* **Set task**:
Omit all images. Write out the rest of the material exactly.

* **Exercise inputs**:

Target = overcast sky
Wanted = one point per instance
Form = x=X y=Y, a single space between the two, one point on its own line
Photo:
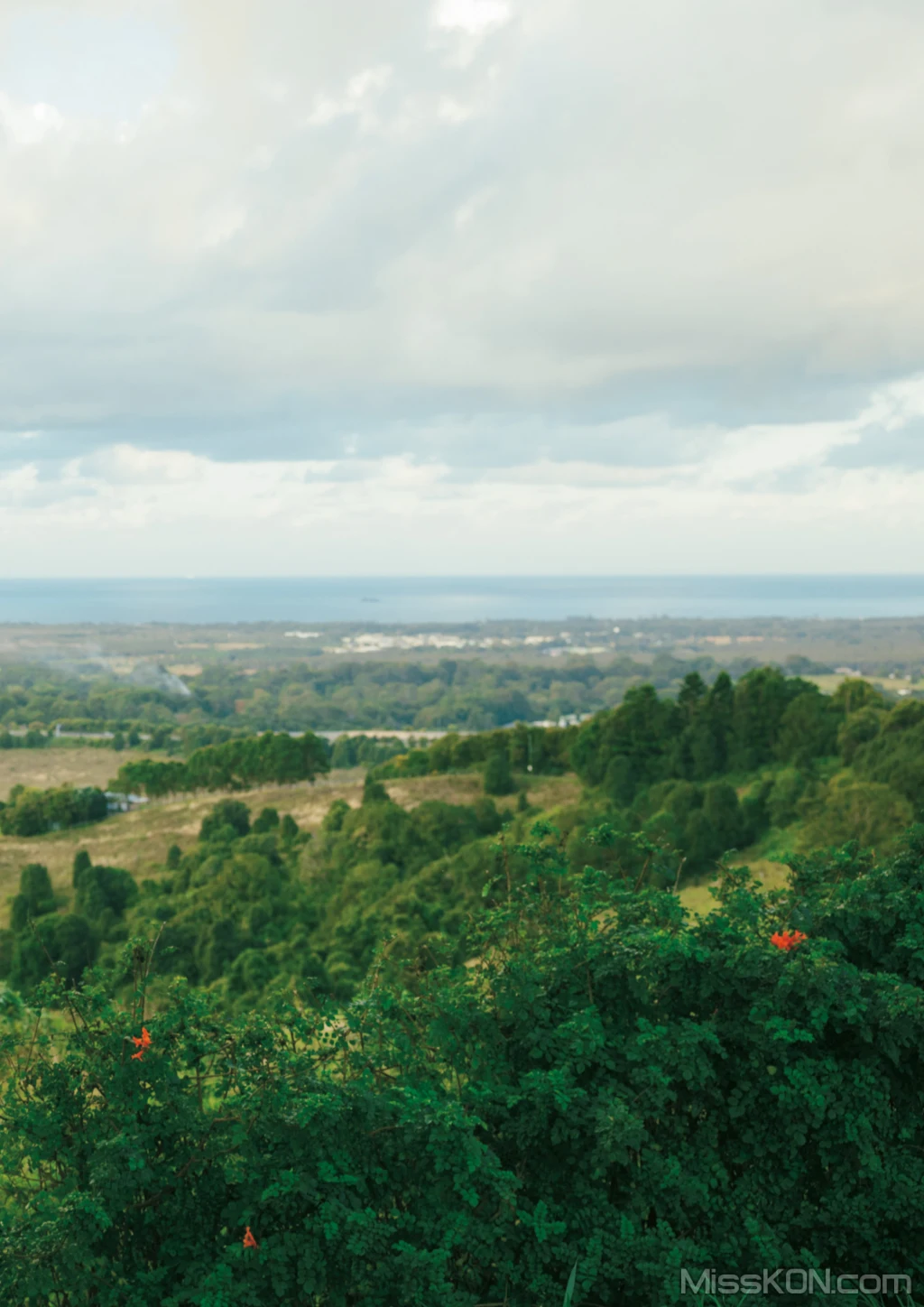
x=462 y=286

* **Output of the exercise**:
Target = overcast sky
Wanted = one point per instance
Form = x=X y=Y, a single space between the two, one point on its own line
Photo:
x=462 y=286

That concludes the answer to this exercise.